→ **Problem details**:
Print the following entries without any change.

─── Input data

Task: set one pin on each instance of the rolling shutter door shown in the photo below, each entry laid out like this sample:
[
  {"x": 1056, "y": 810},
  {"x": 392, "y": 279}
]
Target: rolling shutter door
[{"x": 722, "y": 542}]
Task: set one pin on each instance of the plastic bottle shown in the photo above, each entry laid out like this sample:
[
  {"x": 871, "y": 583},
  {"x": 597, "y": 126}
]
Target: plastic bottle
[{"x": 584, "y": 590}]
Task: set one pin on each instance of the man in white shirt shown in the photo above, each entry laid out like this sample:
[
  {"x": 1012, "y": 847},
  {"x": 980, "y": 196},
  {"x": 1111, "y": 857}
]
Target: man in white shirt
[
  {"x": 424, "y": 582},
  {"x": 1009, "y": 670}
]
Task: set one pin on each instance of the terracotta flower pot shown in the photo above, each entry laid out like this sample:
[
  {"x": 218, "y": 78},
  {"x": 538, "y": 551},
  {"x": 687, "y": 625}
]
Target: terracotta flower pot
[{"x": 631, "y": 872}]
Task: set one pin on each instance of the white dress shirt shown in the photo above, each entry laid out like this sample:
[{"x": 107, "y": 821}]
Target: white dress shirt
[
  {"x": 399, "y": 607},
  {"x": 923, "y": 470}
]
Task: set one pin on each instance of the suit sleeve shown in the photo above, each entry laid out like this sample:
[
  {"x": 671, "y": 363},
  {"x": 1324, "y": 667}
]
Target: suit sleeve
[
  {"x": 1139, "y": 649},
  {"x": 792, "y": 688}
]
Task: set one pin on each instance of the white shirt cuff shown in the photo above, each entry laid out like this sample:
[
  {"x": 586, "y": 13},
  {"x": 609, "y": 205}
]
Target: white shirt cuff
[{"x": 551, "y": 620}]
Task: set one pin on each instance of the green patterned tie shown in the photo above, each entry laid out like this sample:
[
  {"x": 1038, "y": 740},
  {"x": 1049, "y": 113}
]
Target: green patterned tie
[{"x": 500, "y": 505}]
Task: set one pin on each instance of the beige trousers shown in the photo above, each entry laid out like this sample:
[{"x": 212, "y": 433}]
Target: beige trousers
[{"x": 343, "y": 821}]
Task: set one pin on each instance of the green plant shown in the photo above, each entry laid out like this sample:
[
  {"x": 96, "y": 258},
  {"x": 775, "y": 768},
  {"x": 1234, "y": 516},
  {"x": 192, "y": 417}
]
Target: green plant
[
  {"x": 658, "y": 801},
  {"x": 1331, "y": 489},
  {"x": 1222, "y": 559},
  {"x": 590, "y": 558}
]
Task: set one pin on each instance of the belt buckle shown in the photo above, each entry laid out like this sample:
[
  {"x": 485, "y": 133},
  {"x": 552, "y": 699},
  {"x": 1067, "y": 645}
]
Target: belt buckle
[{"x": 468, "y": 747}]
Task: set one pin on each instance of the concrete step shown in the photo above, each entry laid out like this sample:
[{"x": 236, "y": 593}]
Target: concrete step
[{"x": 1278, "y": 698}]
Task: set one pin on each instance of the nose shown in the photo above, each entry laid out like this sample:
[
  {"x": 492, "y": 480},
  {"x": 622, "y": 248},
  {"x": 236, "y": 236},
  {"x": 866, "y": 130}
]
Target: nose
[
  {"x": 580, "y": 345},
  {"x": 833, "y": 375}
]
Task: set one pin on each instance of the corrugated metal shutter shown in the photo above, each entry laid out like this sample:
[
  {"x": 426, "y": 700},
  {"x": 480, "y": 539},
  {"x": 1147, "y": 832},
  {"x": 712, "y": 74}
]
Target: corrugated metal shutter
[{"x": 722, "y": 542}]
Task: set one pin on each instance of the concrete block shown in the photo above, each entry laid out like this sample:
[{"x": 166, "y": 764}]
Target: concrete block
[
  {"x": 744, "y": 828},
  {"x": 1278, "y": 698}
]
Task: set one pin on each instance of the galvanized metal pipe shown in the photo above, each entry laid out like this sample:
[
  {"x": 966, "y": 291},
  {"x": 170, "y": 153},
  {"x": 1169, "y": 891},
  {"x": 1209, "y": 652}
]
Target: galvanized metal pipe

──────

→ **Output below**:
Task: set one pin on each instance of the rolling shutter door shown in the photo below, each entry laid out like this sample:
[
  {"x": 1056, "y": 810},
  {"x": 392, "y": 279}
]
Target: rolling shutter door
[{"x": 722, "y": 542}]
Task: set one pin on each instance of the plastic bottle shown in the photo above, each entry laid out like this sample:
[
  {"x": 871, "y": 583},
  {"x": 597, "y": 126}
]
Target: plastic bottle
[{"x": 584, "y": 590}]
Task: set one pin on each instance of the man in white shirt shown in the photo above, each entry laid out like this sample:
[
  {"x": 1012, "y": 847},
  {"x": 980, "y": 196},
  {"x": 1111, "y": 857}
]
Target: man in white shirt
[
  {"x": 424, "y": 582},
  {"x": 1009, "y": 670}
]
Task: set one pin on each instance of the terracotta flower pot shown in the photo above, each entry laid out like this sample:
[
  {"x": 218, "y": 78},
  {"x": 538, "y": 551},
  {"x": 687, "y": 625}
]
Target: terracotta flower pot
[{"x": 631, "y": 872}]
Task: set one pin on each instance of the white dress shirt shown in the photo above, each entry laid out like this sample:
[{"x": 107, "y": 821}]
Target: white dress shirt
[
  {"x": 399, "y": 607},
  {"x": 923, "y": 470}
]
Task: set one pin on each instance of the suit sleeve shown in the photo above, each entry laid out like this sample:
[
  {"x": 671, "y": 363},
  {"x": 1324, "y": 667}
]
Target: suit sleeve
[
  {"x": 1139, "y": 649},
  {"x": 792, "y": 688}
]
Task: set one pin on each instance of the white shirt cuff shown in the photo above, each entry laid out like this sample:
[
  {"x": 586, "y": 13},
  {"x": 609, "y": 205}
]
Target: white shirt cuff
[{"x": 551, "y": 620}]
Task: set one pin on each instance of the green patterned tie shown in the photo above, each entry laid out like this sample:
[
  {"x": 1038, "y": 740},
  {"x": 1049, "y": 113}
]
Target: green patterned tie
[{"x": 500, "y": 505}]
Task: set one pin on each instance of the beige trousers shown in the photo above, each entry laid out like this sample:
[{"x": 212, "y": 433}]
Target: beige trousers
[{"x": 343, "y": 821}]
Task: set one pin on each instance of the green plant shown in the photo above, each entry laid out like this sample:
[
  {"x": 96, "y": 258},
  {"x": 775, "y": 768},
  {"x": 1234, "y": 516},
  {"x": 192, "y": 417}
]
Target: green plant
[
  {"x": 658, "y": 801},
  {"x": 1331, "y": 489},
  {"x": 1222, "y": 559},
  {"x": 590, "y": 558}
]
Task: set one pin on each instance of the belt buckle shown in the photo above, each entry laid out like this sample:
[
  {"x": 485, "y": 133},
  {"x": 552, "y": 699},
  {"x": 1067, "y": 645}
]
Target: belt buckle
[{"x": 468, "y": 747}]
Task: set one pin on each instance of the concrete step shown in the photo above, each entry laid out like this sample:
[{"x": 236, "y": 593}]
Target: concrete step
[{"x": 1278, "y": 698}]
Task: set one pin on each instance of the nose shown in the photo above, each entry laid out like this sample:
[
  {"x": 492, "y": 480},
  {"x": 622, "y": 248},
  {"x": 236, "y": 236},
  {"x": 866, "y": 130}
]
Target: nose
[
  {"x": 580, "y": 345},
  {"x": 833, "y": 375}
]
Task: set one pin on each instance of the corrugated metal shutter shown in the photo above, each entry laid out like this sample:
[
  {"x": 426, "y": 700},
  {"x": 480, "y": 539},
  {"x": 1147, "y": 832},
  {"x": 712, "y": 74}
]
Target: corrugated metal shutter
[{"x": 722, "y": 542}]
Task: set one pin on each instance of the concrete block shown in the photo above, each entry laid out like this sample:
[{"x": 166, "y": 764}]
Target: concrete block
[
  {"x": 744, "y": 828},
  {"x": 1278, "y": 698}
]
Task: set one pin on each instance of the galvanized metal pipe shown in the photo above, each entry laid out like this sample:
[
  {"x": 966, "y": 291},
  {"x": 170, "y": 153},
  {"x": 1169, "y": 891},
  {"x": 1209, "y": 652}
]
Target: galvanized metal pipe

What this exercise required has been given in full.